WHAT TO DO -> Lay out every line of the entries below as a numbered list, and leave out any blank lines.

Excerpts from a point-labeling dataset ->
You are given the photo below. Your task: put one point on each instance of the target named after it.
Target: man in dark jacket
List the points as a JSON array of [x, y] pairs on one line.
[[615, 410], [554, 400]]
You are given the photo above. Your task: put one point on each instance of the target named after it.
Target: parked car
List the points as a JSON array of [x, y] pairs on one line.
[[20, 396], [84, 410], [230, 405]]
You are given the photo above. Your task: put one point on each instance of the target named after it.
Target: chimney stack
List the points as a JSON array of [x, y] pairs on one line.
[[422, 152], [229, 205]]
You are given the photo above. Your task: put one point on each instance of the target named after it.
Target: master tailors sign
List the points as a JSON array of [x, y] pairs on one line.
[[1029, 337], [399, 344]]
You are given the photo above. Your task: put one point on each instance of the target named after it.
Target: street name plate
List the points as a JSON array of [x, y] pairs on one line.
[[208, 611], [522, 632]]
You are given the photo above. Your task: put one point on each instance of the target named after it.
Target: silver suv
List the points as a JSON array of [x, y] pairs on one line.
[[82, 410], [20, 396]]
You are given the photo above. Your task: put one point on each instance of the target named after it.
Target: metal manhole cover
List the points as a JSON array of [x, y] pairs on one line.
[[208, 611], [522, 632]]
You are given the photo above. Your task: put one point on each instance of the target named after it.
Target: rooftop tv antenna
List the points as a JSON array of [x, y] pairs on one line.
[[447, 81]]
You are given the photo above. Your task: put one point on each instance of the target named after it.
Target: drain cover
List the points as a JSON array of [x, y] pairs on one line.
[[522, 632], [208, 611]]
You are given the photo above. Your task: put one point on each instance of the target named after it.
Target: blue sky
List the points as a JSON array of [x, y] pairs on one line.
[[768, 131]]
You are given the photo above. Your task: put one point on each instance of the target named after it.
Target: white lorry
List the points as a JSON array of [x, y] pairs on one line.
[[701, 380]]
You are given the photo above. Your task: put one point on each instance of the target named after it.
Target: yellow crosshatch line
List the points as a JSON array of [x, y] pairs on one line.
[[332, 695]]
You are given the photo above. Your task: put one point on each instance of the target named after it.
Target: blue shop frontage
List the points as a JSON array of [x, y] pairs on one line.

RESPONSE BELOW ->
1. You are given the photo below. Your task: put one point on each instance of the target named after it.
2. Target: man in dark jacket
3. List the points as a JSON array of [x, y] pairs on one line.
4. [[615, 410], [554, 400]]
5. You are given the photo above. Your task: put one point on each instance of the target named after it.
6. Target: parked car
7. List the points as a JSON array of [x, y] pairs on one line.
8. [[20, 396], [84, 410], [230, 405]]
9. You are given the photo above. Your task: put one point on each instance of the target named after it.
10. Target: chimney stack
11. List the points as a JSON array of [x, y] pairs on one line.
12. [[422, 152], [229, 205]]
13. You are given the photo above. Your task: put one point on each instance of the target named after it.
14. Target: master tailors sign
15. List the points as a JSON array of [x, y] pairs on one line.
16. [[1029, 337], [399, 344]]
17. You are given the photo above. Your task: put one point on each instance of the target named after it.
18. Target: street name plate
19. List the points as a JSON array of [x, y] pairs on one line.
20. [[208, 611], [522, 632]]
21. You are given the photo above. Your task: put one point on each instance of the target named after it.
22. Target: silver suv
23. List the points as a JSON array of [x, y] pairs on one line.
24. [[82, 410], [20, 396]]
25. You are given the photo above. Your task: put one point on each instance of the target named after it.
26. Target: metal manhole cover
27. List the points as a JSON array of [x, y] pairs on one line.
28. [[208, 611], [522, 632]]
29. You are given the photo above. Your task: put one point on each instance of the target named after it.
30. Target: rooftop tv antenna
31. List the points as a JSON array of [x, y] pairs on one line.
32. [[447, 81]]
33. You are given the photo above. Your task: put one point on each instance of the target named after it.
34. Target: drain cover
35. List the points as a JSON array of [x, y] pairs on one line.
36. [[522, 632], [208, 611]]
37. You are given the photo above. Your task: put one point on each instance of the target named after it.
38. Target: blue sky
39. List the points as a JSON array of [x, y] pairs on one line.
40. [[768, 131]]
41. You are given the photo above. Your task: put one point on each instance of the target named after it.
42. Target: white lorry
43. List the points as a JSON array of [x, y] pairs on one line.
44. [[701, 380]]
45. You are given the photo above. Your task: put one point on each instance of the target named after it.
46. Target: yellow crosshatch line
47. List the points as a JSON array of [x, y] pairs on one line.
48. [[332, 695]]
49. You are given the photo above. Your task: put one point on each instance of the target named after it.
50. Target: blue shop frontage
51. List the points as a JSON array of [x, y] pairs on one line.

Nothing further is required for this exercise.